**Directions:** What you return must match the records exactly, line for line.
(Dataset extract begins)
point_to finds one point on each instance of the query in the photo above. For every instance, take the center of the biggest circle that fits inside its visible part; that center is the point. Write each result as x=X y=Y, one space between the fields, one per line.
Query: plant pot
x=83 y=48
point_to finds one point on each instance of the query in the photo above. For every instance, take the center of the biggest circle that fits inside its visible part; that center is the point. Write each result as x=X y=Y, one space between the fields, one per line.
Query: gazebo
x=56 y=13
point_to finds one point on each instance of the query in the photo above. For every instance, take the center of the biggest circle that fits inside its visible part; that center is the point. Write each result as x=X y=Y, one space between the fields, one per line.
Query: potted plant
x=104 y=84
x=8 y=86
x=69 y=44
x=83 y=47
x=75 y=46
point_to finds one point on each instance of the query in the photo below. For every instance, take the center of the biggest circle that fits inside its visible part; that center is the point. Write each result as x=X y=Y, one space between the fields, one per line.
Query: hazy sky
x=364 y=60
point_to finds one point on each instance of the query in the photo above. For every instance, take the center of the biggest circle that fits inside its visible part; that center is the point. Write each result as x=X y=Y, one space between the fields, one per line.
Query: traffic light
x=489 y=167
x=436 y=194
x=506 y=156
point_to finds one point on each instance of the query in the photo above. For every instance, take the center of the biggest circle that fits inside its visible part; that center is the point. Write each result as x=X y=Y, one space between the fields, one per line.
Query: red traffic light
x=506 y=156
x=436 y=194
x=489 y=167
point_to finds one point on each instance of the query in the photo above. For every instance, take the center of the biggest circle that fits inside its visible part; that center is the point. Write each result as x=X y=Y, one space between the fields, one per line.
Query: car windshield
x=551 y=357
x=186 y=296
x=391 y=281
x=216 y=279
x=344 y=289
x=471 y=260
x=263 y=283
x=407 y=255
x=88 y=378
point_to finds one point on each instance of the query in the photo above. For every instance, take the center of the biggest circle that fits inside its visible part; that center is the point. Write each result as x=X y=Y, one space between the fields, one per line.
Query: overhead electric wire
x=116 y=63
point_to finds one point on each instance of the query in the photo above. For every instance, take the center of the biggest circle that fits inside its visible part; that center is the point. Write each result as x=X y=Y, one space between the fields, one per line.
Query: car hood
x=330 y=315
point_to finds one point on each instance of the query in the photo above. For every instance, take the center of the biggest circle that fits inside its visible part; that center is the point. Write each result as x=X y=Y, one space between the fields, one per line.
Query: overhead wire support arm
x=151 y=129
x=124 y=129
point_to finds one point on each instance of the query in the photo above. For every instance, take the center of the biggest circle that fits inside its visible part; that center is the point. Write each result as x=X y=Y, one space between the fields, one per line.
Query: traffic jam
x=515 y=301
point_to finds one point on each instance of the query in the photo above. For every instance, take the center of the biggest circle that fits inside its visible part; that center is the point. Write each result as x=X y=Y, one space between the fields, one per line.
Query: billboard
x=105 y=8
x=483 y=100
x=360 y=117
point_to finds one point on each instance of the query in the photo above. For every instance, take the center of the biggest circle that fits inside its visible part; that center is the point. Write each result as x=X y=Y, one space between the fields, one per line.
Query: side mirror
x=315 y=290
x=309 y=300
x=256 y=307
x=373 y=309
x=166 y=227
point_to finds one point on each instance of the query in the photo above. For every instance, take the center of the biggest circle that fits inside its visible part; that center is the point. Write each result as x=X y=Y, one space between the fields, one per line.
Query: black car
(Dataset extract ends)
**Solution to this exercise:**
point_to finds one point on each instance of the query in the photo above. For every instance, take the center of the biggest circle that fits inside its visible part; that center is the point. Write each result as x=X y=Y, one space between the fields, one per line.
Query: plant pot
x=83 y=48
point_to finds one point on each instance of the query in the photo above. For every instance, take the center of the biggest circle that fits inside its visible part; that center is the point. Write each result as x=X y=Y, one space between the fields, one per line.
Query: gazebo
x=56 y=13
point_to finds one point on each instance of the query in the photo above. For every instance, take the center of the biggest circle that fits inside its visible part; that center is the point. Write each result as x=X y=Y, one space between the fields, one per line.
Query: potted plant
x=104 y=84
x=8 y=86
x=69 y=44
x=83 y=47
x=75 y=46
point_to finds one point on each instance of the query in the photo below. For every instance, take the center of the biggest circle that fits inside its visible part; that center is the point. Write each result as x=X y=Y, one space between the fields, one per line.
Query: hazy sky
x=364 y=60
point_to finds one point on each instance of the query in the photo above. For every instance, take the center of the biggest circle that fits inside its visible part; that center is the point. Write each result as x=X y=Y, one space between the fields, one per line.
Query: traffic light
x=489 y=167
x=436 y=194
x=506 y=156
point_to finds one point on each instance of the query in the photo above. For every instance, take the center of the biggest circle that fits inside its visible part; that center is the point. Write each result as x=X y=Y, one space between the fields, one per line.
Query: red traffic light
x=506 y=156
x=436 y=194
x=489 y=167
point_to finds one point on each instance of the query in the photo above. For every instance, take the center of the biggest circle that fits inside its visible part; that center is the point. Write each result as x=X y=Y, one space between the fields, one per line.
Query: car windshield
x=551 y=357
x=186 y=296
x=391 y=281
x=216 y=279
x=344 y=289
x=471 y=260
x=263 y=283
x=407 y=255
x=88 y=378
point_to finds one point on each instance of the query in the photo above. For every instance, take the center of the biggest circle that fits inside its visible part; that center is the point. Write each result as x=X y=Y, one space between the fields, one per line.
Query: overhead electric wire
x=116 y=63
point_to finds one point on each instance of the query in the photo above. For every instance, take the center of the biggest circle that fits inside its visible part; that center is the point. Write each result as x=X y=Y, one space between the fields, one per line.
Query: car hood
x=330 y=315
point_to finds one point on each instance of the query in the photo above. For every instance, take the center of the biggest circle that fits inside its visible part; that center is the point. Write each result as x=X y=Y, one space between the fields, one per line.
Query: overhead wire support arm
x=151 y=129
x=124 y=129
point_to finds one point on each instance of the query in the photo above. For every instance, take the center of the biggest circle that fits inside its visible part; that center is the point. Write each result as x=X y=Y, one space between the fields, one per line.
Query: traffic jam
x=515 y=301
point_to finds one point on each instance of the query in the photo above. For every instance, take the center of the biggest circle that fits inside its visible part; that center is the point. Write each result as x=X y=Y, one space between the fields, one per line.
Query: billboard
x=105 y=8
x=483 y=100
x=360 y=117
point_to finds one point on each instance of the query in the photo above. For every instance, take the center of the biggest circle that fits inside its visible part; that center is the point. Write each result as x=X y=Y, one space between the fields, one per line.
Query: side mirror
x=315 y=290
x=309 y=300
x=256 y=307
x=373 y=309
x=166 y=227
point_to finds one point on each instance of the query in the photo above. For every instance, take the center of the biggest circle that fits inside its visible part; that center is the point. Write each result as x=X y=Y, one space between the fields, one per line.
Query: black car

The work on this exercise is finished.